解くべき課題: 以下の分析対象テキストから、「制度の谷間のない支援を提供す」から「が損なわれやすい特徴もある。」までの部分を一字一句違えずに書き写してください。

分析対象テキスト:
'''

制度の谷間のない支援を提供する観点から、「障害者総合支援法」は、障害者の定義に難病等を追加し、障害福祉サービス等の対象としている。それまでも、一部市町村では補助事業として、難病等に対するホームヘルプサービスなどが提供されていた。全国的に展開されたのは2013年4月1日からである。総合支援法で追加された難病等の内容は、「治療方法が確立していない疾病その他の特殊の疾病であって政令で定めるものによる障害の程度が厚生労働大臣が定める程度である者」だ。この追加の意味は大きい。

これまでは、少なくない難病等の患者は、症状が固定・永続しないことを理由に、身体障害者手帳を取得できなかった。難病等は、症状の変化が起きやすい。進行性の症状を有するものもある。一日のうちに変動するものもある。大きな周期で変わるものもある。合併症や薬剤による副作用、二次障害が起こりやすく、生活の質が損なわれやすい特徴もある。

'''

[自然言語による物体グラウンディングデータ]
'''

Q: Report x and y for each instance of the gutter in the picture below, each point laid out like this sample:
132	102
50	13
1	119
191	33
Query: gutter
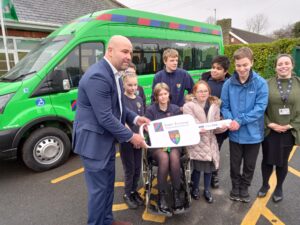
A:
31	25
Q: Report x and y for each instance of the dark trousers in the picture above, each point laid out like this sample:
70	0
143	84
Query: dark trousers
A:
100	178
131	160
246	154
276	151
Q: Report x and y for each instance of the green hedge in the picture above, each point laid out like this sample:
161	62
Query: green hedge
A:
264	54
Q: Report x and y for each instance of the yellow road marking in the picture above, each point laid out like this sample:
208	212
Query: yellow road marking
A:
294	171
271	217
68	175
119	207
259	206
71	174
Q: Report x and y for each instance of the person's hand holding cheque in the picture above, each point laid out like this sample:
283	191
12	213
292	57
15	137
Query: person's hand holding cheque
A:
137	140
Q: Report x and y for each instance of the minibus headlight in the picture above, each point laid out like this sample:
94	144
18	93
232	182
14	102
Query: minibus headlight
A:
4	100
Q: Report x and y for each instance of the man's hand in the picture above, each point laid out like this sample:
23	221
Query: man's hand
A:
138	141
234	126
141	120
278	128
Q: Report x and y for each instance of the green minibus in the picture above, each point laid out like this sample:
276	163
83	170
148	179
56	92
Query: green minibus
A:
38	96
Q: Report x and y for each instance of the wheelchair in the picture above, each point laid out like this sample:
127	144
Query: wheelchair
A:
149	174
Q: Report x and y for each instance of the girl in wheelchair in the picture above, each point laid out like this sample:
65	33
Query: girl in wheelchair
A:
168	159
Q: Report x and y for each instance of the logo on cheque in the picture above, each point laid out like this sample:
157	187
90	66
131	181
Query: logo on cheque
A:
174	136
158	127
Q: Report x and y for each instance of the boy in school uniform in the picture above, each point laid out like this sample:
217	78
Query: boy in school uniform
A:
215	78
177	79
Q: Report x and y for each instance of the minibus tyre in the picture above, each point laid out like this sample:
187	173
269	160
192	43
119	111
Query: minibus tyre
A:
46	148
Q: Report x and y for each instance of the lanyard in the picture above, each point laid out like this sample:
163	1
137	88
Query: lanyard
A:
284	96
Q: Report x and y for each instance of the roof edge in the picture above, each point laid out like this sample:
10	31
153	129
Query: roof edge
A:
31	25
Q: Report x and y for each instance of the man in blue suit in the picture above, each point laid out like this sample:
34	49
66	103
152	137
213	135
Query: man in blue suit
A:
99	125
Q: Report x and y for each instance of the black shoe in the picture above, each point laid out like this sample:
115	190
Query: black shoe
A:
263	191
130	202
215	180
234	195
277	195
195	194
244	195
178	204
163	207
137	198
207	196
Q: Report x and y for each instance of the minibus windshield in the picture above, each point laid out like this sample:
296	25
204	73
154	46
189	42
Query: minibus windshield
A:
36	59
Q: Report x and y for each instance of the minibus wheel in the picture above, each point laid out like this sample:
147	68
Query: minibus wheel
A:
46	148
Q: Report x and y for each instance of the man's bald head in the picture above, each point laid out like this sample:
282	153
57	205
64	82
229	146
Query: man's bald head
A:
119	50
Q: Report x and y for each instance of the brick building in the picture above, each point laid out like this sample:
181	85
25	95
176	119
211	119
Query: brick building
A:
38	18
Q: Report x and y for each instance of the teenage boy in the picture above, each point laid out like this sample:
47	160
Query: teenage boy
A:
177	79
244	100
215	78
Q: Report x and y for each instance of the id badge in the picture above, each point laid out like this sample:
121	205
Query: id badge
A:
284	111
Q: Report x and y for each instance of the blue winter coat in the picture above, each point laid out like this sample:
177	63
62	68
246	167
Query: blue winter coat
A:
246	104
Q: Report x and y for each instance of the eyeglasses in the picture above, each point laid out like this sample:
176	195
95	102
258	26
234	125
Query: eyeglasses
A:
202	92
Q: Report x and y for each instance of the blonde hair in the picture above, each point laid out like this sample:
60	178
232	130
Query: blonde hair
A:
243	52
170	52
158	88
284	55
127	75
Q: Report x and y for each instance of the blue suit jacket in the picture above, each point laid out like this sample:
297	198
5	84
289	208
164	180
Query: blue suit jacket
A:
97	124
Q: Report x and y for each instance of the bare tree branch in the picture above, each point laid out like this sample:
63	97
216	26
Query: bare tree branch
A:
257	23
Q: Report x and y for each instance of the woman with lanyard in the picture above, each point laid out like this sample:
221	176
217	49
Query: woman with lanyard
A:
282	124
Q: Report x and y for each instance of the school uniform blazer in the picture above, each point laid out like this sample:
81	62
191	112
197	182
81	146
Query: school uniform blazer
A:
98	126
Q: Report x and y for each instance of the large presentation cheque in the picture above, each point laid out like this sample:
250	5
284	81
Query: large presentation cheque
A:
178	131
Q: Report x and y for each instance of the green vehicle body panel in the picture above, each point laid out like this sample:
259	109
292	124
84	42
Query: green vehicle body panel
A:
22	109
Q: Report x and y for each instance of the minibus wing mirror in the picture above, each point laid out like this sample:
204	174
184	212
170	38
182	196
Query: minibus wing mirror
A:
59	81
56	82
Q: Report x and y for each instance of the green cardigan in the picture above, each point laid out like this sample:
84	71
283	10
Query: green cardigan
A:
275	103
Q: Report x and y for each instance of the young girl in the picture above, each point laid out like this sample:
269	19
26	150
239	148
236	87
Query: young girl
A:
205	155
131	157
168	160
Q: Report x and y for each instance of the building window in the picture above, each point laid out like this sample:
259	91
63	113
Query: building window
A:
17	48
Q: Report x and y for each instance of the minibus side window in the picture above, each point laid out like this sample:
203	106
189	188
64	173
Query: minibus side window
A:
79	60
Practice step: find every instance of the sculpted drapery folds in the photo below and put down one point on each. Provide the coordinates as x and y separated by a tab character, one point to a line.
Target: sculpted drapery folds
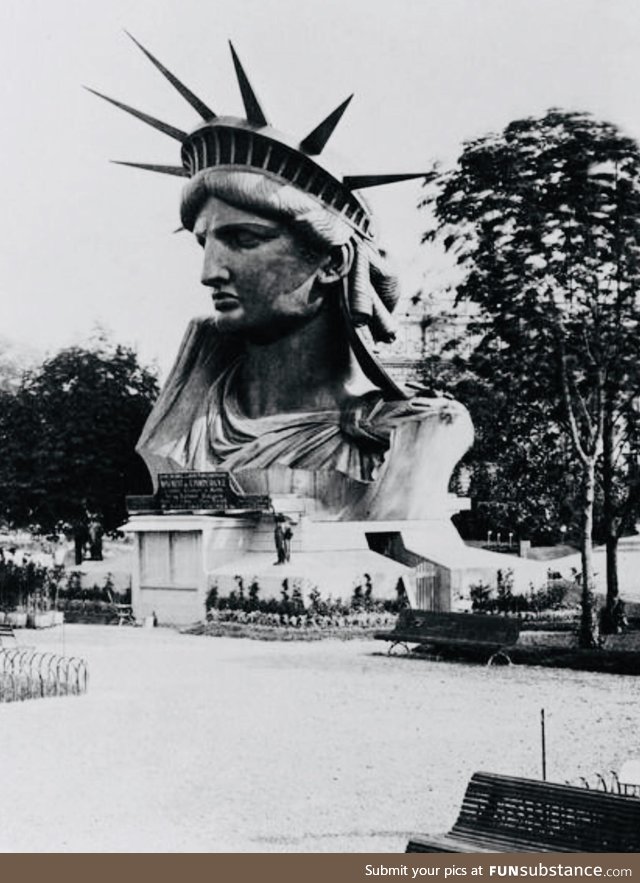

'''

想定解答:
制度の谷間のない支援を提供する観点から、「障害者総合支援法」は、障害者の定義に難病等を追加し、障害福祉サービス等の対象としている。それまでも、一部市町村では補助事業として、難病等に対するホームヘルプサービスなどが提供されていた。全国的に展開されたのは2013年4月1日からである。総合支援法で追加された難病等の内容は、「治療方法が確立していない疾病その他の特殊の疾病であって政令で定めるものによる障害の程度が厚生労働大臣が定める程度である者」だ。この追加の意味は大きい。

これまでは、少なくない難病等の患者は、症状が固定・永続しないことを理由に、身体障害者手帳を取得できなかった。難病等は、症状の変化が起きやすい。進行性の症状を有するものもある。一日のうちに変動するものもある。大きな周期で変わるものもある。合併症や薬剤による副作用、二次障害が起こりやすく、生活の質が損なわれやすい特徴もある。